*EXERCISE AIM:*
Pull out every line below that contains the word "flag" and copy each one in full.

*DATA RECORDS:*

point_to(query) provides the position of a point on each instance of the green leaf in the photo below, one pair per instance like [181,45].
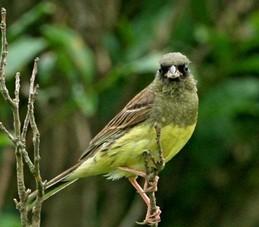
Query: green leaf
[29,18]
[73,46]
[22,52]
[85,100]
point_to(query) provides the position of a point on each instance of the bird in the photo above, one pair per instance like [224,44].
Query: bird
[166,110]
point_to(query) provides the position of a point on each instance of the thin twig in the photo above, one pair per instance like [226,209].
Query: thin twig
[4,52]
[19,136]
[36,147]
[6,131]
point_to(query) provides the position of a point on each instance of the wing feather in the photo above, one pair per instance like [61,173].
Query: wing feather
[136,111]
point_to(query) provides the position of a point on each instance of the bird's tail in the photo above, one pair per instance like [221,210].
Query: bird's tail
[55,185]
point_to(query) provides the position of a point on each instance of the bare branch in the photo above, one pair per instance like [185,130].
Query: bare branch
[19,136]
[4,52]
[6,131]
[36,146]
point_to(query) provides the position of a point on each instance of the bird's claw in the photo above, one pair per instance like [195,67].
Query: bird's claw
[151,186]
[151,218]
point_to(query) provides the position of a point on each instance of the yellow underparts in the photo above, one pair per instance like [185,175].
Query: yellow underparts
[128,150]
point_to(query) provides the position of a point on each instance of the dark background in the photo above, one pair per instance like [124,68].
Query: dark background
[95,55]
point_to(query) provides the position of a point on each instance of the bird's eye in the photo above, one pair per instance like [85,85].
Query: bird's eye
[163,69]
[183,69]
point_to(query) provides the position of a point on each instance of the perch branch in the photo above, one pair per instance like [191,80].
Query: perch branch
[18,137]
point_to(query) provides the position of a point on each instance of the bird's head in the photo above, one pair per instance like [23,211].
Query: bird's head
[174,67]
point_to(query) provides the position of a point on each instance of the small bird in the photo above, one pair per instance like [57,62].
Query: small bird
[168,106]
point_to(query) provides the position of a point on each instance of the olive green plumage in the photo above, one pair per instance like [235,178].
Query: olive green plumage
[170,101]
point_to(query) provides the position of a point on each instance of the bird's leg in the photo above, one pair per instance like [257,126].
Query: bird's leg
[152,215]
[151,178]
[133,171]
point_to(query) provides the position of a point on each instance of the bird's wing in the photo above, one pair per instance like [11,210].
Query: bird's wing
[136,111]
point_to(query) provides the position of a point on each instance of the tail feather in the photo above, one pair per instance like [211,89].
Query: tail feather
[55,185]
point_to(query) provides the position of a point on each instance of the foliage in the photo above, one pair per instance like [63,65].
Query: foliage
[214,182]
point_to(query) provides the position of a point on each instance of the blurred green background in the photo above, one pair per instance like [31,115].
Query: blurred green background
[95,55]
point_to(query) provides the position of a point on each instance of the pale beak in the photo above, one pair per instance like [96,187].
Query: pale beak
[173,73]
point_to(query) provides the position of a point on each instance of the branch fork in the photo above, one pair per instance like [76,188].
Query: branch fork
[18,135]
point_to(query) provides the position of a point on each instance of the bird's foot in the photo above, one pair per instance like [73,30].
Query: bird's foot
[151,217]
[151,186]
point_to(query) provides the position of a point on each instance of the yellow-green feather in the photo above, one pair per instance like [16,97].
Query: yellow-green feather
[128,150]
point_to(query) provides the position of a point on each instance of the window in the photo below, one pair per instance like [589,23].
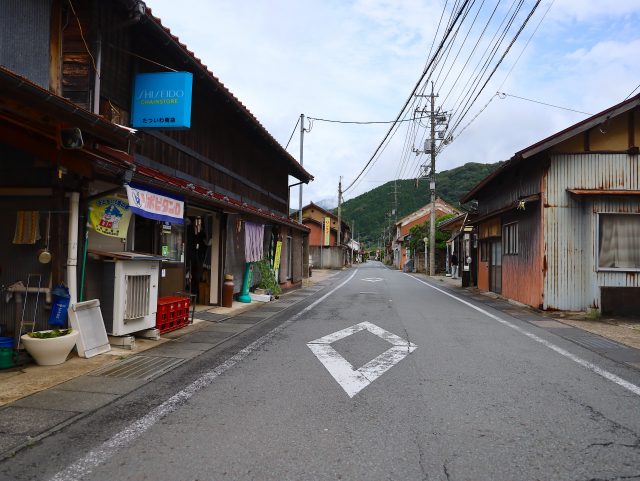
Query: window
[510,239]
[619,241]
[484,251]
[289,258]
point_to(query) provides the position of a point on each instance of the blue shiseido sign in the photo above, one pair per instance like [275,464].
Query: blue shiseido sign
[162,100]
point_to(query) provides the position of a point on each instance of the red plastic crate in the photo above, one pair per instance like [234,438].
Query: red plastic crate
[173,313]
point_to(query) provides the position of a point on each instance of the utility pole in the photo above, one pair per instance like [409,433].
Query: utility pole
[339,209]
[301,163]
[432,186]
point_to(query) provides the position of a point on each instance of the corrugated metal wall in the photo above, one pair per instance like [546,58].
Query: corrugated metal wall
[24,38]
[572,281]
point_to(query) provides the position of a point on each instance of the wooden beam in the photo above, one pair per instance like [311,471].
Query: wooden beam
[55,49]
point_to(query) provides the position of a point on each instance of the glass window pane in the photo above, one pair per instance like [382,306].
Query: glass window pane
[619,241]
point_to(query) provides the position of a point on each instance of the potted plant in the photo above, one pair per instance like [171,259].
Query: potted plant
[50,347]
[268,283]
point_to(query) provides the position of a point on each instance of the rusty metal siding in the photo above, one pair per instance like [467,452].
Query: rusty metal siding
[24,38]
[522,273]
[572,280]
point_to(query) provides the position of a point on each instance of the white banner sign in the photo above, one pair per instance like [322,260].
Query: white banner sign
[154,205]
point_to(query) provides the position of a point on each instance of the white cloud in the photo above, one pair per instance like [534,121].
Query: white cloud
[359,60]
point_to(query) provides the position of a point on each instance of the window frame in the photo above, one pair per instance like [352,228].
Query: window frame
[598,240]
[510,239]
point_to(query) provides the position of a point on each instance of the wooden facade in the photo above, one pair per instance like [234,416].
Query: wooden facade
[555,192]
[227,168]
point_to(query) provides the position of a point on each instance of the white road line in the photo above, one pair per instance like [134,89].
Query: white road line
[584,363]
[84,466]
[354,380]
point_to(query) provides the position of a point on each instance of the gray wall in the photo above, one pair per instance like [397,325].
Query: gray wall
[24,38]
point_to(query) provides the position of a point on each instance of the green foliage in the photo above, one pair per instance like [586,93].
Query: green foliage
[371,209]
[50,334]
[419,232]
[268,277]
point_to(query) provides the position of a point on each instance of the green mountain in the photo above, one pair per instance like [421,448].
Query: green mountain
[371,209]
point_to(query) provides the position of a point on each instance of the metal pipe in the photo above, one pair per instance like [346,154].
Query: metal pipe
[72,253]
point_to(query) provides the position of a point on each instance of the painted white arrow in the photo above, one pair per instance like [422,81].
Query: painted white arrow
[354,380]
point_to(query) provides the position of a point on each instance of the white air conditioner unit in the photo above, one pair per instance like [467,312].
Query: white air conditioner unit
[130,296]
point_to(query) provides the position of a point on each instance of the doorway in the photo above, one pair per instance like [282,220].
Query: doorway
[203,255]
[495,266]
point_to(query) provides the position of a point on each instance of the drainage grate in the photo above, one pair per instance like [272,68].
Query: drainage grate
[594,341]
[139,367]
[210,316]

...

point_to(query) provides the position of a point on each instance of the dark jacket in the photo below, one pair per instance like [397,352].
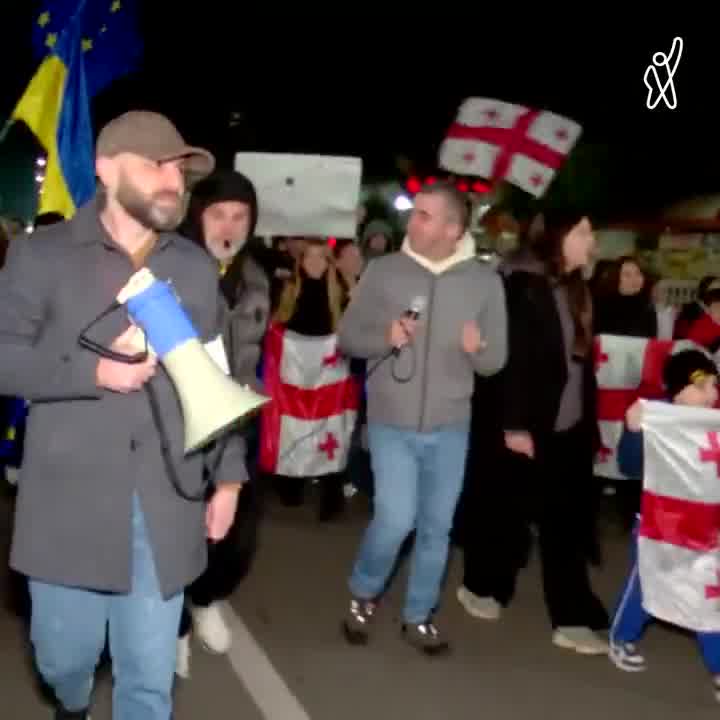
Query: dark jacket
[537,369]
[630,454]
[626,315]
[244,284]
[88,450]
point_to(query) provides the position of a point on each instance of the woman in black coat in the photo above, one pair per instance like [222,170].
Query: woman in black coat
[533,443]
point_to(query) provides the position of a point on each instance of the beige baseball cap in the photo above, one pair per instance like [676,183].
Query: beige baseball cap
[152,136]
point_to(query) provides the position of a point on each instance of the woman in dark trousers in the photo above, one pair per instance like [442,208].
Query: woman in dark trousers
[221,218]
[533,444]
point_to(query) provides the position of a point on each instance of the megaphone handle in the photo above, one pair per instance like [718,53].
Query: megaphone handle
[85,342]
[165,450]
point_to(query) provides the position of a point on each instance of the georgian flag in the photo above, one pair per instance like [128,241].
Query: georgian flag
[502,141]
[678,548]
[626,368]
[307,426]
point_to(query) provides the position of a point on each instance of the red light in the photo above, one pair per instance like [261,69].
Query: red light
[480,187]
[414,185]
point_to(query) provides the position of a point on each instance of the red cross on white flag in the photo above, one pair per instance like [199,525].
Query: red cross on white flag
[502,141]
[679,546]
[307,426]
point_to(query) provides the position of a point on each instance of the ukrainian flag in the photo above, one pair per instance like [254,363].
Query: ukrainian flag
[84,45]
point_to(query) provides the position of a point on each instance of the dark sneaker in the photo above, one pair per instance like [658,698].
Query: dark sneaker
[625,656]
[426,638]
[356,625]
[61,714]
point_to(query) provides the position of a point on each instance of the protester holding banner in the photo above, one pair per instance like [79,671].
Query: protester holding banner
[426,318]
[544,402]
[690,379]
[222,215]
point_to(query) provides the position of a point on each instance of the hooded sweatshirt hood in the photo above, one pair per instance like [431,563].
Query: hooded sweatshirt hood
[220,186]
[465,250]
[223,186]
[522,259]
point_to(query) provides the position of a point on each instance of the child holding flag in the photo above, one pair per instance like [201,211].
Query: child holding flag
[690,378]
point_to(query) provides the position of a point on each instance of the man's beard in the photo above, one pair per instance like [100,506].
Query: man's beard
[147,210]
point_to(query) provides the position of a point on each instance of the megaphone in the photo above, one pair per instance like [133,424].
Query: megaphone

*ANSWER FOR THE TASK:*
point_to(query) provides the position of a point on each instance of the georgian flag in the photo above, one pair per instance like [128,241].
Query: georgian flag
point_to(query) provides the position of a point on each instance of the red cross on white flag in the photo above, one pair per instance like [199,525].
Query: red cross on white flag
point_to(query) provides the position of a point on each instance of the ukrainian flag in the photo above, one pair per instance like [254,363].
Query: ukrainian flag
point_to(query) provides the position of a point on each instance of the child holding flag in the photo above, one pair per instance like [201,211].
Query: child holding flag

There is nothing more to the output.